The Dawn: May 23, 2006
Sharing the past Punjabi Books
Shafqat Tanvir Mirza
RIFFAT ABBAS KI SERAIKI SHA’ERY by Hafeez Khan; pp324; Price Rs300; Published by Multan Institute of Policy and Research, Multan, Kitab Nagar, Hasan Arcade, Multan.
IN Chachnama written before 750AD Multan was one of the provinces of Sindh and its northern borders touched the boundaries of Kashmir. After some 600 years, in 1327, Ibn Batuta says: “Multan is the capital of Sindh and Amirul Umara of the province lives there.” When Alexander invaded India in 325-26 BC, the area between the Chenab and Jhelum was ruled by the Poros, while the southern part was under the command of the Malloi tribe, but its ruler’s name has not been mentioned anywhere. The most important episode of Multan or Tulumba is that Alexander was hit by an arrow while scaling the walls of the Multan Fort.
During the Muslim and Mongol invasions, Multan was either a sovereign state or a province of the Delhi empire. During the regime of Muhammad Shah, Multan came under the control of Lahore’s governor Abdus Samad Khan and when the writ of Delhi government was non-existent, it became part of Kabul and Pathans were the rulers, succeeded by Sikhs. Ranjit Singh made it a part of the Lahore Darbar. It remained a province till the British invasion when it was made a part of the Punjab province, with Lahore as its capital.

Set of tasks:
a) Answer these from the Multan review:
(i) According to Chachnama, what did Multan's northern borders touch?
(ii) When Alexander invaded India, who ruled the area between the Chenab and Jhelum?
(iii) During the regime of Muhammad Shah, whose control did Multan come under?
b) In one to three sentences, explain why the Multan review says Multan became part of Kabul.
c) Carry the Multan review forward, starting after its final sentence about Multan becoming part of the Punjab province.

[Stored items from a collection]

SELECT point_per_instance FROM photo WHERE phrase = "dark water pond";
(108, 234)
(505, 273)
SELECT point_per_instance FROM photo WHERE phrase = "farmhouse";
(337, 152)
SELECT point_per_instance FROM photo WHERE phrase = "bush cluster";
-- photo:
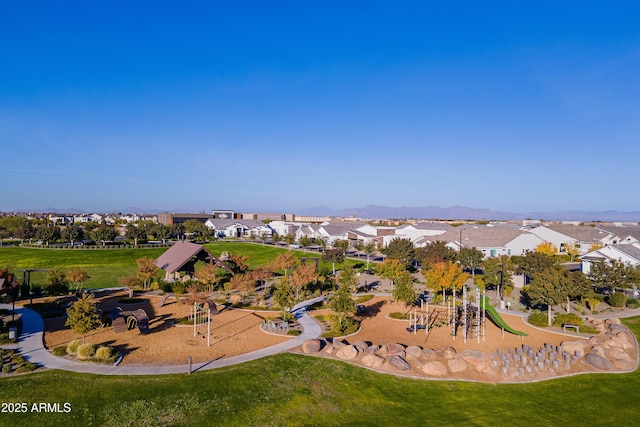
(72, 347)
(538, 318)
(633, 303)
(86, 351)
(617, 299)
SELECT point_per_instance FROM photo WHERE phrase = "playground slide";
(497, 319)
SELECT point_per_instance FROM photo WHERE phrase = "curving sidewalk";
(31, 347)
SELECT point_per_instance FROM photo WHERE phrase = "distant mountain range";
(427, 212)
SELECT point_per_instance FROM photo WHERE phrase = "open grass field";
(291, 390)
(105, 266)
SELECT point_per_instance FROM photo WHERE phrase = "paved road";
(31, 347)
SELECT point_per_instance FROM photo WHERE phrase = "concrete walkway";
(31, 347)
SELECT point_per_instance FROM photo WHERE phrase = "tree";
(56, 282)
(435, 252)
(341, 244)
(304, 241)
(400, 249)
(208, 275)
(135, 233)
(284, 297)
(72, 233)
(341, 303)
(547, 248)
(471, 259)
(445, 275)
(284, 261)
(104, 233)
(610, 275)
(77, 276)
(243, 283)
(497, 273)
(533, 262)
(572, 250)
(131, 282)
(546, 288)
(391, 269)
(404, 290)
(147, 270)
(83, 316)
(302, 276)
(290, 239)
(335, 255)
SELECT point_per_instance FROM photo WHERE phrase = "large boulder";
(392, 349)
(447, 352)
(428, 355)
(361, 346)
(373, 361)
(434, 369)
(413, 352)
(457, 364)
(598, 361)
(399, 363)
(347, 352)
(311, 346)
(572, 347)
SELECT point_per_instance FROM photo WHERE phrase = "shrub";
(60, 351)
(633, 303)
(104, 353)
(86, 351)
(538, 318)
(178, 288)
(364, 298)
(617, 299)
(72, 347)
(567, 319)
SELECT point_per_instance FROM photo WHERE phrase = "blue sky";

Answers for this exercise:
a)
(i) The boundaries of Kashmir.
(ii) The Poros.
(iii) Lahore's governor Abdus Samad Khan.

b) Multan became part of Kabul because the writ of the Delhi government was non-existent at that time. With Delhi's authority gone, Multan passed to Kabul, and Pathans ruled it.

c)
It was colonisation under the British which necessitated the bringing in of skilled agricultural man power from other areas of Punjab, including the Lehnda and Potohar areas, the central and the eastern regions of Haryana, the Doaba and the Majha. The main reason was that the local population was mainly nomad and not inclined towards farming. Almost the same story was repeated when the Sutlej valley project in Bahawalpur was implemented and finally, after partition, Muslim agrarian population of the whole of East Punjab and states like Patiala, Jindh and Loharu, was forced to replace the non-Muslim agriculturists in the whole of the colonised areas — upto Thal and Sargodha in the north and Rahim Yar Khan and Dera Ghazi Khan in the south.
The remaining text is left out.